WRITTEN TASK: Convert the stretch of data below, from the line containing "For this challenge, identify the street" through the line containing "point(107, 388)", into a JSON array of strings with one string per line and blank lines omitted. Include both boundary lines and nothing beyond them.

RECORD EXTRACTS:
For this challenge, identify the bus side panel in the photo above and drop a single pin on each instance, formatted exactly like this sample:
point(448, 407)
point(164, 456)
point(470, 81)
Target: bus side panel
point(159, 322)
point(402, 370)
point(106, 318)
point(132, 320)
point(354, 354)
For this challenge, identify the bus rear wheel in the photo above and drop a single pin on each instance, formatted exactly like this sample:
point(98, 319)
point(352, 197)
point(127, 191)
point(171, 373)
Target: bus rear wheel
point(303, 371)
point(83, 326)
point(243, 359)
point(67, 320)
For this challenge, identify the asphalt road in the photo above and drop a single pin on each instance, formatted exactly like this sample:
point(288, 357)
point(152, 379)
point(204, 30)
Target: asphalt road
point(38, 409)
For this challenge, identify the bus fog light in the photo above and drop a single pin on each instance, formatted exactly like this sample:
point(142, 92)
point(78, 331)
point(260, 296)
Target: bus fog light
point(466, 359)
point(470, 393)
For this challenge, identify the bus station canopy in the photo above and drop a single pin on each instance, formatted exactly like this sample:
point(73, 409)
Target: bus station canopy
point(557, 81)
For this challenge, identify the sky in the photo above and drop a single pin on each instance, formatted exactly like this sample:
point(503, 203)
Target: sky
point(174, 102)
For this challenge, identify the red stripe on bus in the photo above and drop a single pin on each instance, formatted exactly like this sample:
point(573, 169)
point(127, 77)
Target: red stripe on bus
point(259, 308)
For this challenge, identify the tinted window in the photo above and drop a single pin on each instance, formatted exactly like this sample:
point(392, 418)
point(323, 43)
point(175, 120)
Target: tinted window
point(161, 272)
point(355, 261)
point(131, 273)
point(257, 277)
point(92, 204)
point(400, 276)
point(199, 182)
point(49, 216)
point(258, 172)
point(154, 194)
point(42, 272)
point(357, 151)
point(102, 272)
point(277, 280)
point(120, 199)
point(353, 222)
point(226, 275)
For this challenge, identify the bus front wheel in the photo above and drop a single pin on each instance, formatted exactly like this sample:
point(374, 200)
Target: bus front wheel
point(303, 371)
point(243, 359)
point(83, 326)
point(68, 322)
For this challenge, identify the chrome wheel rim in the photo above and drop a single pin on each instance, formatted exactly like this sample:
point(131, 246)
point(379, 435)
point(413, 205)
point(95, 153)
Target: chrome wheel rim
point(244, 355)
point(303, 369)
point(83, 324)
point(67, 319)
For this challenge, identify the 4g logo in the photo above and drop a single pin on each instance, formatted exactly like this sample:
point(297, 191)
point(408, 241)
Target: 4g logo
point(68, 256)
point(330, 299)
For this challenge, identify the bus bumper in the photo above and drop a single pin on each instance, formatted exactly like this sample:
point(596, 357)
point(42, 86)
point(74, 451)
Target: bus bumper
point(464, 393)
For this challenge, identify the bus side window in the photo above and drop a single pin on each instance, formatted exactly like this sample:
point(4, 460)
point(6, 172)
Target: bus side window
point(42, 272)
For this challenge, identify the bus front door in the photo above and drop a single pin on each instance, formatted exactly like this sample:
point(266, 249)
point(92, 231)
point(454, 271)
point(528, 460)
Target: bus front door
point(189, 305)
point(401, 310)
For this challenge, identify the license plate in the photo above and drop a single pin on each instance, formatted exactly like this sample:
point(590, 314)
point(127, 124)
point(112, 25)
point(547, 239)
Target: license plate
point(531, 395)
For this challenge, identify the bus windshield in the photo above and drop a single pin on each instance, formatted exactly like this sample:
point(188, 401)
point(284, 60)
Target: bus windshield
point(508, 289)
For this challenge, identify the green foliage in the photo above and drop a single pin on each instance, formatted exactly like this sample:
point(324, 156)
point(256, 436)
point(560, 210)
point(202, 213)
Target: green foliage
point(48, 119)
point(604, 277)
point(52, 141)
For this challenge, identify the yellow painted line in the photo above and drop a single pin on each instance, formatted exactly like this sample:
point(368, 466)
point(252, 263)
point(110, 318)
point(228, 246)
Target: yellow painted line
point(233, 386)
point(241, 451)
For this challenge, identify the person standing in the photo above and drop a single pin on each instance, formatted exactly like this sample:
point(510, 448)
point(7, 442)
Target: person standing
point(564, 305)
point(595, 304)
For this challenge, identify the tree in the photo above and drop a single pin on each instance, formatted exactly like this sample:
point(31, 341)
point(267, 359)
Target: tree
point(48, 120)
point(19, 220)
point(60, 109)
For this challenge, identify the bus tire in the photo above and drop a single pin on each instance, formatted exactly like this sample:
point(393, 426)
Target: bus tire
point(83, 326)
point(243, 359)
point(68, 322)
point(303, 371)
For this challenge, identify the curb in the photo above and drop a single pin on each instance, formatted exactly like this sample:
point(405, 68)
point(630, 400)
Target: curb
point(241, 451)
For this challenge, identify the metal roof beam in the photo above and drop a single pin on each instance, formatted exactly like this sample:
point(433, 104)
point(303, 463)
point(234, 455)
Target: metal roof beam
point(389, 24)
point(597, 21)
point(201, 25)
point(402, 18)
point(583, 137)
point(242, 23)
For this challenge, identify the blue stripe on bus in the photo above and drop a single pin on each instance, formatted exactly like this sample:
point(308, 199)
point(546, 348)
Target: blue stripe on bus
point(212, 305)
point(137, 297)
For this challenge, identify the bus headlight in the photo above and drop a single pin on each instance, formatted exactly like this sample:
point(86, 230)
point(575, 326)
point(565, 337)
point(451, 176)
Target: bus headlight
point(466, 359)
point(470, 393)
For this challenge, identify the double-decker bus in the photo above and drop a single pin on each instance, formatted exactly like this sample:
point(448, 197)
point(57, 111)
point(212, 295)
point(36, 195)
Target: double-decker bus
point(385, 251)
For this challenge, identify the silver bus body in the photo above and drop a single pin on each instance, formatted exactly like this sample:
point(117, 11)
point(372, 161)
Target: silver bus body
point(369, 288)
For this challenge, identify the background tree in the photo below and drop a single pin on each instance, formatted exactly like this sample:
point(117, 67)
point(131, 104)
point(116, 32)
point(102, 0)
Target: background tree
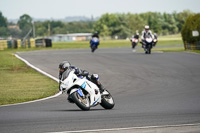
point(3, 26)
point(25, 24)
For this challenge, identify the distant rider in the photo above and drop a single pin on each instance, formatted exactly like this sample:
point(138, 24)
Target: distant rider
point(65, 65)
point(136, 36)
point(155, 39)
point(146, 33)
point(93, 36)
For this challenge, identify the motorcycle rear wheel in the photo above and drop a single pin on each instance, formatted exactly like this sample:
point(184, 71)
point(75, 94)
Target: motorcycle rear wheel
point(82, 103)
point(107, 101)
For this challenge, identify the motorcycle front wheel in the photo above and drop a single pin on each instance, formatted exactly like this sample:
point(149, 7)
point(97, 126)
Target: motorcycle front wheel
point(82, 102)
point(107, 101)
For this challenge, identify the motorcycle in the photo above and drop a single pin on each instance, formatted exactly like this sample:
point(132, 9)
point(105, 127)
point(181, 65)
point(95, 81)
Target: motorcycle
point(154, 42)
point(134, 42)
point(84, 93)
point(94, 44)
point(147, 45)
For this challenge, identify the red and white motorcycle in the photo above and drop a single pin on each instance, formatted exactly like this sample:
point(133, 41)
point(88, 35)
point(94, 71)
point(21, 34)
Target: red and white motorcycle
point(84, 93)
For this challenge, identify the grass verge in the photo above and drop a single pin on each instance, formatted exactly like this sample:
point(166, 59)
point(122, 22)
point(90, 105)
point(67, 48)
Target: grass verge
point(20, 83)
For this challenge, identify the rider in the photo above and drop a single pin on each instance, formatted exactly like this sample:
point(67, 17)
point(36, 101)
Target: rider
point(65, 65)
point(146, 33)
point(94, 35)
point(136, 36)
point(156, 39)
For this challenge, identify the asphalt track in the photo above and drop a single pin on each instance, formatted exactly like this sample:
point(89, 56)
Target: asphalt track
point(149, 90)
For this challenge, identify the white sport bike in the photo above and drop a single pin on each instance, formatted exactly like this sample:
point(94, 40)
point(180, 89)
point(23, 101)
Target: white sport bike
point(84, 93)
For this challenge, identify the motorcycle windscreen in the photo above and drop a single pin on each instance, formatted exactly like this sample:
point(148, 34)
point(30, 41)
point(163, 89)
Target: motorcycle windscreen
point(65, 74)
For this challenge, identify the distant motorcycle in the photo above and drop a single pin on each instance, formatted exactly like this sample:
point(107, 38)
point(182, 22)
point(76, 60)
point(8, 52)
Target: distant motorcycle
point(94, 43)
point(147, 45)
point(154, 42)
point(134, 42)
point(84, 93)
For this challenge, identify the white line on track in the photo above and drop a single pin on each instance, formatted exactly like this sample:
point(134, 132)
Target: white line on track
point(129, 128)
point(39, 70)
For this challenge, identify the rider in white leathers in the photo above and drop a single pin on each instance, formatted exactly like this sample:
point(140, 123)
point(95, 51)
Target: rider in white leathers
point(146, 33)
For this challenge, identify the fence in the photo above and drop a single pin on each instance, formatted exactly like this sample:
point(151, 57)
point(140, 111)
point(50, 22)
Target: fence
point(192, 46)
point(30, 43)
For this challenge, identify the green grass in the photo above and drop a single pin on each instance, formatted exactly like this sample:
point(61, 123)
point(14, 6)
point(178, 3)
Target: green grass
point(109, 43)
point(20, 83)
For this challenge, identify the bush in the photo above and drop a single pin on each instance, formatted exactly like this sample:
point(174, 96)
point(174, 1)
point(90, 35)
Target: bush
point(192, 24)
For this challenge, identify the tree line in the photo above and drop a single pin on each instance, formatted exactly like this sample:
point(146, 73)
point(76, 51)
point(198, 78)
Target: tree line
point(108, 25)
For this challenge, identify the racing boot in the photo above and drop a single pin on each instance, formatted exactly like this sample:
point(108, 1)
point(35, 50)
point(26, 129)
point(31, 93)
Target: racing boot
point(101, 88)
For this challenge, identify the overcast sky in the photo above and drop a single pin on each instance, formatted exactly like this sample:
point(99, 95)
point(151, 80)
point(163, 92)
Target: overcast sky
point(13, 9)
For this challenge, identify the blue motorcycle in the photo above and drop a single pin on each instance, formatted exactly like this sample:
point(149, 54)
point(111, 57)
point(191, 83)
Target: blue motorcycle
point(94, 43)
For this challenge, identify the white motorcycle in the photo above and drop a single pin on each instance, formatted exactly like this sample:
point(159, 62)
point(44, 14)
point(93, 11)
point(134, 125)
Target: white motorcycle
point(84, 93)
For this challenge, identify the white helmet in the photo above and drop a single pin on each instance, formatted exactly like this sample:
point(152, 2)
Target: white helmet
point(146, 27)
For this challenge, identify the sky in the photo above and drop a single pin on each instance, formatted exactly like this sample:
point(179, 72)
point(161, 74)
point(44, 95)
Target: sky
point(59, 9)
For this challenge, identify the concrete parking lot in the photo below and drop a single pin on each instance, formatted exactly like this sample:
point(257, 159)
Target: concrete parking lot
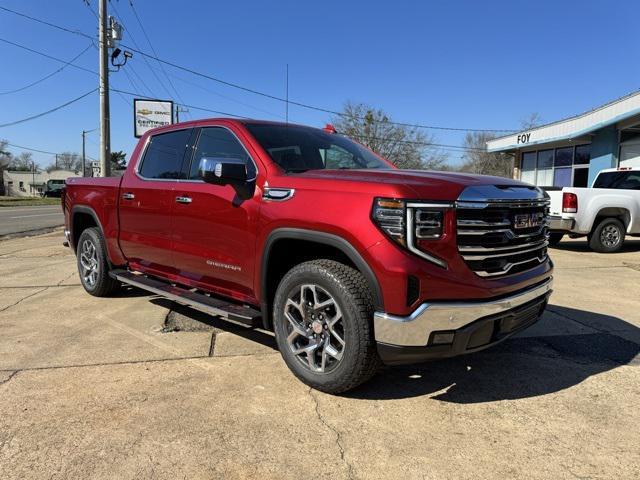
point(106, 388)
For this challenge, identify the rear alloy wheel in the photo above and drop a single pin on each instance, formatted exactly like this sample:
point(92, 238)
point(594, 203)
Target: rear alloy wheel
point(322, 316)
point(93, 265)
point(608, 236)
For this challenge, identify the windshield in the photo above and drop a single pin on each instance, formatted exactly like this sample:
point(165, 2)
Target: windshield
point(297, 149)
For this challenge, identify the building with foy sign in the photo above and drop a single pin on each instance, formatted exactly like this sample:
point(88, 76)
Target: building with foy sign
point(572, 151)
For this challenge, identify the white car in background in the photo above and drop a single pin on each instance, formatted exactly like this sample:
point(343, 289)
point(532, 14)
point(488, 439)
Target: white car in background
point(605, 213)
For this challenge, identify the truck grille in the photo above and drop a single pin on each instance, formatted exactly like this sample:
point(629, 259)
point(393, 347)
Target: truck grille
point(503, 237)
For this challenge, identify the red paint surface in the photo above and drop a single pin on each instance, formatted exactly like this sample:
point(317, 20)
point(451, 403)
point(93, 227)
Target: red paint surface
point(156, 235)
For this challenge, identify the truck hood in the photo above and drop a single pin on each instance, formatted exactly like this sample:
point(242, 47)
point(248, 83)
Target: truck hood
point(421, 184)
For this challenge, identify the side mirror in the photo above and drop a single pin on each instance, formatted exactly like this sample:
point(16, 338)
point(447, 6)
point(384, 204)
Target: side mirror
point(223, 171)
point(228, 171)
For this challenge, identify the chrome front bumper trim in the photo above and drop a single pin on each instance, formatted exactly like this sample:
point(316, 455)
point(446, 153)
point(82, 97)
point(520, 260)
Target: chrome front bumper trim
point(562, 224)
point(414, 330)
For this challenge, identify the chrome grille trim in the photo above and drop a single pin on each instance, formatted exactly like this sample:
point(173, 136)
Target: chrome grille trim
point(509, 266)
point(498, 255)
point(487, 237)
point(538, 244)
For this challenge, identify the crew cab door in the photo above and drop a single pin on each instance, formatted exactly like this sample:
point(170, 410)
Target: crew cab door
point(147, 197)
point(214, 231)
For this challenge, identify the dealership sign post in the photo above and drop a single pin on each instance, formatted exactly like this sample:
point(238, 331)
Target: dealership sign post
point(148, 114)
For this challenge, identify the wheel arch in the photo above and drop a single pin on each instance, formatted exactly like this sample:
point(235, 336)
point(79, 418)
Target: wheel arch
point(330, 244)
point(82, 217)
point(621, 213)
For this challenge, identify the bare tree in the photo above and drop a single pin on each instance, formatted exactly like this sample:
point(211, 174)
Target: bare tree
point(478, 160)
point(23, 162)
point(405, 147)
point(66, 161)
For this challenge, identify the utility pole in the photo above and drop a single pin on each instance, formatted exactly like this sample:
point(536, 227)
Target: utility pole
point(105, 128)
point(84, 165)
point(178, 110)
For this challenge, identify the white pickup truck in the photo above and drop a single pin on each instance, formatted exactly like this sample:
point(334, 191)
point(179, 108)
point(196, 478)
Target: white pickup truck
point(605, 213)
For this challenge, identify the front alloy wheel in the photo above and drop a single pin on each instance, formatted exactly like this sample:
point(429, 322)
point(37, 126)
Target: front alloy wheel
point(322, 318)
point(316, 331)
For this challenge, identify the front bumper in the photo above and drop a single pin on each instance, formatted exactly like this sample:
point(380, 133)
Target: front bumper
point(559, 224)
point(444, 329)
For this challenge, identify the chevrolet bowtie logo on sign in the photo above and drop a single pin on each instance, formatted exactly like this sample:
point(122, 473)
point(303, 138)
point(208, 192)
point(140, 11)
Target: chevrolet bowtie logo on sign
point(527, 220)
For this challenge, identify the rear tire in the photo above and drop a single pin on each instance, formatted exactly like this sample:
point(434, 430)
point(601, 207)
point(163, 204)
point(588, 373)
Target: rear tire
point(608, 236)
point(322, 316)
point(93, 265)
point(554, 238)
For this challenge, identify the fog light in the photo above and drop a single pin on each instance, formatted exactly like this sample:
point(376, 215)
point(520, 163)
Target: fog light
point(442, 338)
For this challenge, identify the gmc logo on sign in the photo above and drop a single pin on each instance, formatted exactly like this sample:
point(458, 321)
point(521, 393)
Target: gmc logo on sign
point(527, 220)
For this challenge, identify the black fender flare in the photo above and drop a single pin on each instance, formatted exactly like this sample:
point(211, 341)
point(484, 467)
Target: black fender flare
point(318, 237)
point(82, 209)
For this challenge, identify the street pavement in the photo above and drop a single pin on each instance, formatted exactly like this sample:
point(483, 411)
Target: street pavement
point(27, 219)
point(107, 388)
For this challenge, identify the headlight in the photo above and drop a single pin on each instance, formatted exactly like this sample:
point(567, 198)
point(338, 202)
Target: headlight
point(411, 224)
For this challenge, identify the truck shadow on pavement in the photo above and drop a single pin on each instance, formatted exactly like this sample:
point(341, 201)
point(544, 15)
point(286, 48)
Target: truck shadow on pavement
point(521, 367)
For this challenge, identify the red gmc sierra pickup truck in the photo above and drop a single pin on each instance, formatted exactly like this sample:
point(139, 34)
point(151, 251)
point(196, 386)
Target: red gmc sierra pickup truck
point(350, 261)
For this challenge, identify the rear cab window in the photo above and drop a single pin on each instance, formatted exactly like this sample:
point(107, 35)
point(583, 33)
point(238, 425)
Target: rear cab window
point(164, 156)
point(621, 180)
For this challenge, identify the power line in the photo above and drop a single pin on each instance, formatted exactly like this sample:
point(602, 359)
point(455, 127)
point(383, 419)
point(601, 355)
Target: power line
point(38, 115)
point(32, 149)
point(137, 46)
point(260, 93)
point(50, 57)
point(49, 24)
point(49, 75)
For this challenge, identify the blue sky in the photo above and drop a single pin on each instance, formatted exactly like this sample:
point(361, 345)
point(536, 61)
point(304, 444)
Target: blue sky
point(464, 64)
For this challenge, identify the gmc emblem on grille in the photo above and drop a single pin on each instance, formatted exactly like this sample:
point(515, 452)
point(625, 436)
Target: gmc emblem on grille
point(527, 220)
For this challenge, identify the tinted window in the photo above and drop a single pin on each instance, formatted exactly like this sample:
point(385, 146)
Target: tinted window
point(564, 157)
point(583, 154)
point(545, 159)
point(296, 148)
point(620, 180)
point(164, 155)
point(218, 142)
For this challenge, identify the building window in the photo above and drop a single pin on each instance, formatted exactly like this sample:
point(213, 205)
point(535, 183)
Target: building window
point(560, 167)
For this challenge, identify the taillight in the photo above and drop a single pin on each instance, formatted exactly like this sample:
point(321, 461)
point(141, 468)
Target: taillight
point(412, 225)
point(569, 202)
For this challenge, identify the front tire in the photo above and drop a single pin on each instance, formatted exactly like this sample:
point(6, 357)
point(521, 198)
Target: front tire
point(322, 318)
point(93, 265)
point(608, 236)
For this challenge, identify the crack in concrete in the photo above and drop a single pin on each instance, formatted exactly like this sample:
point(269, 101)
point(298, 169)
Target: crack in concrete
point(66, 278)
point(103, 364)
point(10, 377)
point(213, 344)
point(334, 430)
point(22, 299)
point(22, 287)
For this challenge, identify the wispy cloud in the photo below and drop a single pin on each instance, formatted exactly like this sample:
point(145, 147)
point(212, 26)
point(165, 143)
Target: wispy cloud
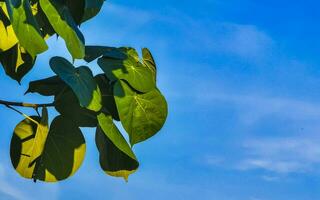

WRITTEN REPLY:
[
  "For this challenge, identify the street pavement in the photo above and drop a single pin on each instance, formatted exactly like this sample:",
  "point(483, 411)",
  "Target: street pavement",
  "point(27, 219)",
  "point(107, 388)"
]